TAREFA OBRIGATÓRIA A:
Redigite, sem alterar nada, o trecho do texto sobre a loja Discol que vai de "Ainda na década" até "aumentar a renda.".

___

Única loja do Centro da Cidade a vender CDs originais precisou se adequar à época para se manterO tempo passa, o tempo voa e a indústria fonográfica já não está numa boa. Os tempos são digitais e a pirataria já não é aquela cambada de corsários saqueadores transportados em navios. Viver ou sobreviver da venda de CDs originais é coisa tão rara quanto aquele tão garimpado vinil do Impacto Cinco, Lágrimas Azuis (1975). No Centro da Cidade há um sobrevivente do naufrágio do comércio de CDs. A Discol se instalou na Rua João Pessoa em 1976 e atravessou o tempo vestindo a camisa da moda em cada década. Adequou-se à modernidade, se desdobrou em outros serviços e mantém viva a originalidade da loja: o segmento rocker.
Luiz Brás de Araújo vestia ontem uma camisa com estampa do CD Pulse, do Pink Floyd. Trabalhava na transposição do som de um vinil para a mídia digital. Nos fundos da loja, um banner com serviços de tatuagem. E na vitrine, vestuários da moda surf wear. Tudo bem, a loja precisou se camuflar (ou se adaptar, ou criar) outros serviços. Foi a maneira encontrada por Luiz para se manter e continuar a venda de CDs – ainda o serviço mais rentável da loja, seguido pelas camisas com estampas de bandas, álbuns e personagens do rock e o trabalho de digitalização de mídias analógicas para digitais. A moda “dos boys do skate” também ajuda e mantém o público de décadas atrás.
Ainda na década de 70, quando a Discol pertencia a uma rede de lojas, as paredes eram verdadeiras vitrines preenchidas por coleções de vinis. “Às vezes chegam clientes antigos, jornalistas daqueles tempos e alguns lembram até a seqüência e o local exato onde os vinis estavam expostos na parede, e ainda citam os nomes”. E naquela época, continua, Luiz, a preferência era Deep Purple, Led Zeppelin, Emerson Lake & Palmer e outros do rock progressivo da libertária década de 70. Na década consumista de 80, os vinis continuaram reis do mercado, e a loja acrescentava apenas acessórios de instrumentos musicais para aumentar a renda.
Foi apenas nem meados da década de 90, com a chegada do DVD, a popularização dos computadores e a liberação dos downloads que a Discol foi pressionada a rever seus conceitos. A rede de lojas com sede em Campina Grande foi desfeita. Luiz, como gerente da unidade de Natal, comprou a loja e iniciou as modificações. Inseriu vestuário voltado ao maior segmento da clientela da loja: jovens roqueiros. “Também senti o lamento dos clientes em perder seus vinis e fitas K-7 e comecei a digitalização desse material”. Vinil e Fita K-7 para CD, VHS para DVD. Há cinco anos também oferece tatuagens. “É outro serviço que também tem a ver com a nossa clientela”, frisa.

___

TAREFA OBRIGATÓRIA B:
Quais linhas das entradas abaixo contêm a palavra "building", respeitando a diferença entre maiúsculas e minúsculas? Separe-as e copie cada uma por inteiro.

___

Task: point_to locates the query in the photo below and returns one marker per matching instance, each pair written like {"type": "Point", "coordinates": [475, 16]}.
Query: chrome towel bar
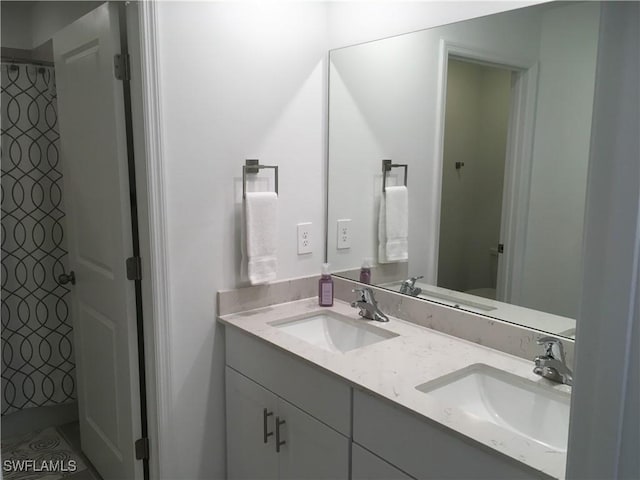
{"type": "Point", "coordinates": [387, 165]}
{"type": "Point", "coordinates": [253, 166]}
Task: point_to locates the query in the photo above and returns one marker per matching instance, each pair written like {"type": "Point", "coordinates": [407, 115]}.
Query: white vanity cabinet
{"type": "Point", "coordinates": [425, 450]}
{"type": "Point", "coordinates": [366, 466]}
{"type": "Point", "coordinates": [268, 436]}
{"type": "Point", "coordinates": [330, 429]}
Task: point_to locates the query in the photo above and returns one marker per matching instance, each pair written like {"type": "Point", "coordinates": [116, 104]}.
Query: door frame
{"type": "Point", "coordinates": [142, 27]}
{"type": "Point", "coordinates": [518, 160]}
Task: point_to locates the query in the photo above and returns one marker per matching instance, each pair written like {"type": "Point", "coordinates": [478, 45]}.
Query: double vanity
{"type": "Point", "coordinates": [318, 392]}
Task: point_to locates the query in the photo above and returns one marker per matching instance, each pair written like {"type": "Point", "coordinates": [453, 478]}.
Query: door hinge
{"type": "Point", "coordinates": [142, 448]}
{"type": "Point", "coordinates": [121, 66]}
{"type": "Point", "coordinates": [134, 268]}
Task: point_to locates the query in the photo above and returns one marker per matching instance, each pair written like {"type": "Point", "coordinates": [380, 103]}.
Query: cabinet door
{"type": "Point", "coordinates": [312, 449]}
{"type": "Point", "coordinates": [248, 456]}
{"type": "Point", "coordinates": [367, 466]}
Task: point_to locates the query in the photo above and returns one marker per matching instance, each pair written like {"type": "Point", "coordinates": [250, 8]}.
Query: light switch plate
{"type": "Point", "coordinates": [344, 234]}
{"type": "Point", "coordinates": [304, 238]}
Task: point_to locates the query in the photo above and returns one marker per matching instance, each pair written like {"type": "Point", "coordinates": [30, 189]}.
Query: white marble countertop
{"type": "Point", "coordinates": [527, 317]}
{"type": "Point", "coordinates": [393, 368]}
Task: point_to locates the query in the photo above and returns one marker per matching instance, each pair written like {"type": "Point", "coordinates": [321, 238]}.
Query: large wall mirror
{"type": "Point", "coordinates": [490, 119]}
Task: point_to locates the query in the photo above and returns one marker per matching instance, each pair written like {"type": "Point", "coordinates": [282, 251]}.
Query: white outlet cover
{"type": "Point", "coordinates": [305, 238]}
{"type": "Point", "coordinates": [344, 234]}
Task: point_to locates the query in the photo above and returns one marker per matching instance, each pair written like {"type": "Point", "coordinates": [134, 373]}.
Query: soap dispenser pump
{"type": "Point", "coordinates": [325, 287]}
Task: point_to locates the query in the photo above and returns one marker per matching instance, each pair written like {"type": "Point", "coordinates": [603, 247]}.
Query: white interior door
{"type": "Point", "coordinates": [94, 156]}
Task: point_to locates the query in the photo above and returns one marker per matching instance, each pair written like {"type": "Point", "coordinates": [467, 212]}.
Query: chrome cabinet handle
{"type": "Point", "coordinates": [64, 278]}
{"type": "Point", "coordinates": [265, 415]}
{"type": "Point", "coordinates": [278, 442]}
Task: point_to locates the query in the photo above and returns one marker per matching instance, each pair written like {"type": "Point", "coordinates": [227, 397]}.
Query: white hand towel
{"type": "Point", "coordinates": [261, 220]}
{"type": "Point", "coordinates": [393, 225]}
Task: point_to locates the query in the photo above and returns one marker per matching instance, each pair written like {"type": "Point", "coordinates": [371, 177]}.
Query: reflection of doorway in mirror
{"type": "Point", "coordinates": [476, 129]}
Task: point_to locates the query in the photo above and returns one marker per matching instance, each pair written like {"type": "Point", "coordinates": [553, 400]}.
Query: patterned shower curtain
{"type": "Point", "coordinates": [37, 347]}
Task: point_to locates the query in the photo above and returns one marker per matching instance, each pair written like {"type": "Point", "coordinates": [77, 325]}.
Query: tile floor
{"type": "Point", "coordinates": [69, 432]}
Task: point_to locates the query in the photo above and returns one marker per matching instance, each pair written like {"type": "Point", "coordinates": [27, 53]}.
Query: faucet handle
{"type": "Point", "coordinates": [365, 294]}
{"type": "Point", "coordinates": [361, 292]}
{"type": "Point", "coordinates": [553, 347]}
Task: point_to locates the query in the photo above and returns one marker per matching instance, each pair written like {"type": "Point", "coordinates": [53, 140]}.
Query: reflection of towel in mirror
{"type": "Point", "coordinates": [261, 217]}
{"type": "Point", "coordinates": [393, 225]}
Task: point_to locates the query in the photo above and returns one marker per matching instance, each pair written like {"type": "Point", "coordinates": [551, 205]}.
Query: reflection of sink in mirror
{"type": "Point", "coordinates": [571, 333]}
{"type": "Point", "coordinates": [450, 297]}
{"type": "Point", "coordinates": [531, 410]}
{"type": "Point", "coordinates": [333, 332]}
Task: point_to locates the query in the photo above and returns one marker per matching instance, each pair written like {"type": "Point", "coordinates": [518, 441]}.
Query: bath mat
{"type": "Point", "coordinates": [41, 455]}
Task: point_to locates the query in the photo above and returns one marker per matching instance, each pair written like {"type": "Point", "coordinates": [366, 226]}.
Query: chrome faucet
{"type": "Point", "coordinates": [552, 365]}
{"type": "Point", "coordinates": [408, 287]}
{"type": "Point", "coordinates": [368, 305]}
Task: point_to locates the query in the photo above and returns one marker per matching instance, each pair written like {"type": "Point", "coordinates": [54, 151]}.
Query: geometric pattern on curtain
{"type": "Point", "coordinates": [38, 366]}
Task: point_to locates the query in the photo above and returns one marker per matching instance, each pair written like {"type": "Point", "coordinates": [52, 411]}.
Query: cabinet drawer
{"type": "Point", "coordinates": [323, 396]}
{"type": "Point", "coordinates": [424, 449]}
{"type": "Point", "coordinates": [366, 466]}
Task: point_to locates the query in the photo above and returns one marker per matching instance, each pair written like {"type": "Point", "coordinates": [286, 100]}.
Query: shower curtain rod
{"type": "Point", "coordinates": [26, 61]}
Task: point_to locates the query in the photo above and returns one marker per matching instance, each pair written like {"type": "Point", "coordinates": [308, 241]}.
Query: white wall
{"type": "Point", "coordinates": [16, 25]}
{"type": "Point", "coordinates": [239, 80]}
{"type": "Point", "coordinates": [604, 430]}
{"type": "Point", "coordinates": [352, 22]}
{"type": "Point", "coordinates": [27, 25]}
{"type": "Point", "coordinates": [553, 253]}
{"type": "Point", "coordinates": [48, 17]}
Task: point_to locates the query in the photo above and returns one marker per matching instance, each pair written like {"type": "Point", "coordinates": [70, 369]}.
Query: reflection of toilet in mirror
{"type": "Point", "coordinates": [489, 292]}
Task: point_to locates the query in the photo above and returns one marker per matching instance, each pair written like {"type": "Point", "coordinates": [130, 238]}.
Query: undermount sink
{"type": "Point", "coordinates": [333, 332]}
{"type": "Point", "coordinates": [534, 411]}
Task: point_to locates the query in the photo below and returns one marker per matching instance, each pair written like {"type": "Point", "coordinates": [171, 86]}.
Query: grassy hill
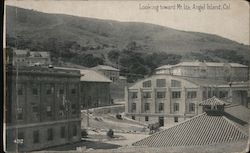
{"type": "Point", "coordinates": [134, 47]}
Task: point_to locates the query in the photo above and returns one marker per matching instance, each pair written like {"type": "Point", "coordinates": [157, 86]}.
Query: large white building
{"type": "Point", "coordinates": [168, 98]}
{"type": "Point", "coordinates": [209, 70]}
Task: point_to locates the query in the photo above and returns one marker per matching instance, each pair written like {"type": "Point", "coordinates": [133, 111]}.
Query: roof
{"type": "Point", "coordinates": [213, 101]}
{"type": "Point", "coordinates": [88, 75]}
{"type": "Point", "coordinates": [165, 67]}
{"type": "Point", "coordinates": [93, 76]}
{"type": "Point", "coordinates": [240, 111]}
{"type": "Point", "coordinates": [206, 82]}
{"type": "Point", "coordinates": [122, 78]}
{"type": "Point", "coordinates": [199, 130]}
{"type": "Point", "coordinates": [39, 54]}
{"type": "Point", "coordinates": [197, 63]}
{"type": "Point", "coordinates": [20, 52]}
{"type": "Point", "coordinates": [105, 67]}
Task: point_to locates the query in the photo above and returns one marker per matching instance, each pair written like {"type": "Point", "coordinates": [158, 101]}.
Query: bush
{"type": "Point", "coordinates": [119, 116]}
{"type": "Point", "coordinates": [84, 133]}
{"type": "Point", "coordinates": [110, 133]}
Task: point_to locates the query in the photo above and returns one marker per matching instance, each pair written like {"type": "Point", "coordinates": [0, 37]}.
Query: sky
{"type": "Point", "coordinates": [226, 18]}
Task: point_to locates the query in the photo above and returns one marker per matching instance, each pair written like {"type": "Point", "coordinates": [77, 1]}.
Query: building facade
{"type": "Point", "coordinates": [94, 89]}
{"type": "Point", "coordinates": [170, 99]}
{"type": "Point", "coordinates": [209, 70]}
{"type": "Point", "coordinates": [108, 71]}
{"type": "Point", "coordinates": [30, 58]}
{"type": "Point", "coordinates": [42, 108]}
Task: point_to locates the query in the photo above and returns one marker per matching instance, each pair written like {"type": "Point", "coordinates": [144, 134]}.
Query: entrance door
{"type": "Point", "coordinates": [161, 121]}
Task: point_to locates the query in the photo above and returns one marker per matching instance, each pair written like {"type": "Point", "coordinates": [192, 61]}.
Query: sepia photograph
{"type": "Point", "coordinates": [126, 76]}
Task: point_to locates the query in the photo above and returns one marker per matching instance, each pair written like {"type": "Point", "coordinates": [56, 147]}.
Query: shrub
{"type": "Point", "coordinates": [84, 133]}
{"type": "Point", "coordinates": [110, 133]}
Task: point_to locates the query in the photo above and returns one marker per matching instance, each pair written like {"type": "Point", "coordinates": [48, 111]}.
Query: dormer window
{"type": "Point", "coordinates": [147, 84]}
{"type": "Point", "coordinates": [213, 105]}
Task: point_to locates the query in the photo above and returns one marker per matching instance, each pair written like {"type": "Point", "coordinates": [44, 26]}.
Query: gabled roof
{"type": "Point", "coordinates": [213, 101]}
{"type": "Point", "coordinates": [165, 67]}
{"type": "Point", "coordinates": [122, 78]}
{"type": "Point", "coordinates": [88, 75]}
{"type": "Point", "coordinates": [20, 52]}
{"type": "Point", "coordinates": [39, 54]}
{"type": "Point", "coordinates": [93, 76]}
{"type": "Point", "coordinates": [200, 130]}
{"type": "Point", "coordinates": [105, 67]}
{"type": "Point", "coordinates": [197, 64]}
{"type": "Point", "coordinates": [240, 111]}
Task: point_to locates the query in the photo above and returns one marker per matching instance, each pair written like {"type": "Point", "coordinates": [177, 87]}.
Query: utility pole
{"type": "Point", "coordinates": [89, 100]}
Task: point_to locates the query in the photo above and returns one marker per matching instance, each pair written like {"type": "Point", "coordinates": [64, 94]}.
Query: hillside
{"type": "Point", "coordinates": [88, 42]}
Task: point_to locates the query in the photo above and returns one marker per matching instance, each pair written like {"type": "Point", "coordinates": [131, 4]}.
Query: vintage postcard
{"type": "Point", "coordinates": [126, 76]}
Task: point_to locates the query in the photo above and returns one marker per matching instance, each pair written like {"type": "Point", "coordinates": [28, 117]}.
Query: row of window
{"type": "Point", "coordinates": [48, 91]}
{"type": "Point", "coordinates": [50, 134]}
{"type": "Point", "coordinates": [35, 110]}
{"type": "Point", "coordinates": [161, 107]}
{"type": "Point", "coordinates": [161, 83]}
{"type": "Point", "coordinates": [209, 94]}
{"type": "Point", "coordinates": [162, 94]}
{"type": "Point", "coordinates": [161, 118]}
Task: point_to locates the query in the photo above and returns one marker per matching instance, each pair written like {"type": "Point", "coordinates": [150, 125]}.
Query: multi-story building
{"type": "Point", "coordinates": [30, 58]}
{"type": "Point", "coordinates": [215, 129]}
{"type": "Point", "coordinates": [168, 99]}
{"type": "Point", "coordinates": [209, 70]}
{"type": "Point", "coordinates": [42, 108]}
{"type": "Point", "coordinates": [110, 72]}
{"type": "Point", "coordinates": [94, 88]}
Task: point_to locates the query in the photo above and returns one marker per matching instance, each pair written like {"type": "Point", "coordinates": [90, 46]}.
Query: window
{"type": "Point", "coordinates": [62, 132]}
{"type": "Point", "coordinates": [161, 83]}
{"type": "Point", "coordinates": [73, 91]}
{"type": "Point", "coordinates": [175, 119]}
{"type": "Point", "coordinates": [50, 134]}
{"type": "Point", "coordinates": [20, 135]}
{"type": "Point", "coordinates": [48, 111]}
{"type": "Point", "coordinates": [134, 95]}
{"type": "Point", "coordinates": [147, 107]}
{"type": "Point", "coordinates": [35, 109]}
{"type": "Point", "coordinates": [19, 113]}
{"type": "Point", "coordinates": [161, 106]}
{"type": "Point", "coordinates": [133, 106]}
{"type": "Point", "coordinates": [49, 91]}
{"type": "Point", "coordinates": [176, 94]}
{"type": "Point", "coordinates": [161, 94]}
{"type": "Point", "coordinates": [191, 107]}
{"type": "Point", "coordinates": [204, 95]}
{"type": "Point", "coordinates": [36, 136]}
{"type": "Point", "coordinates": [20, 91]}
{"type": "Point", "coordinates": [35, 91]}
{"type": "Point", "coordinates": [175, 83]}
{"type": "Point", "coordinates": [61, 91]}
{"type": "Point", "coordinates": [176, 107]}
{"type": "Point", "coordinates": [191, 94]}
{"type": "Point", "coordinates": [223, 94]}
{"type": "Point", "coordinates": [146, 94]}
{"type": "Point", "coordinates": [74, 132]}
{"type": "Point", "coordinates": [147, 84]}
{"type": "Point", "coordinates": [81, 88]}
{"type": "Point", "coordinates": [73, 107]}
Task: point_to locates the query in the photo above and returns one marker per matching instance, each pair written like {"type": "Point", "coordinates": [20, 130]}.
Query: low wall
{"type": "Point", "coordinates": [115, 109]}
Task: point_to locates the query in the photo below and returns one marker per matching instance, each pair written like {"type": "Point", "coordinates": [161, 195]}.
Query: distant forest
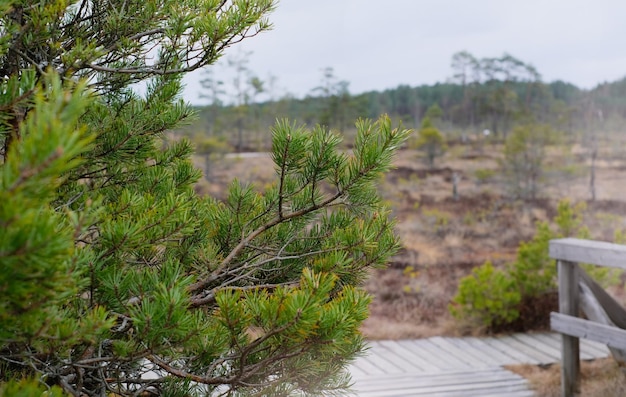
{"type": "Point", "coordinates": [494, 94]}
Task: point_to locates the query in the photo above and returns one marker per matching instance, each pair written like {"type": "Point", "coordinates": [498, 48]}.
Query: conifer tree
{"type": "Point", "coordinates": [117, 279]}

___

RESULTADO DA TAREFA A:
Ainda na década de 70, quando a Discol pertencia a uma rede de lojas, as paredes eram verdadeiras vitrines preenchidas por coleções de vinis. “Às vezes chegam clientes antigos, jornalistas daqueles tempos e alguns lembram até a seqüência e o local exato onde os vinis estavam expostos na parede, e ainda citam os nomes”. E naquela época, continua, Luiz, a preferência era Deep Purple, Led Zeppelin, Emerson Lake & Palmer e outros do rock progressivo da libertária década de 70. Na década consumista de 80, os vinis continuaram reis do mercado, e a loja acrescentava apenas acessórios de instrumentos musicais para aumentar a renda.

RESULTADO DA TAREFA B:
Query: large white building
Query: building facade
Query: multi-story building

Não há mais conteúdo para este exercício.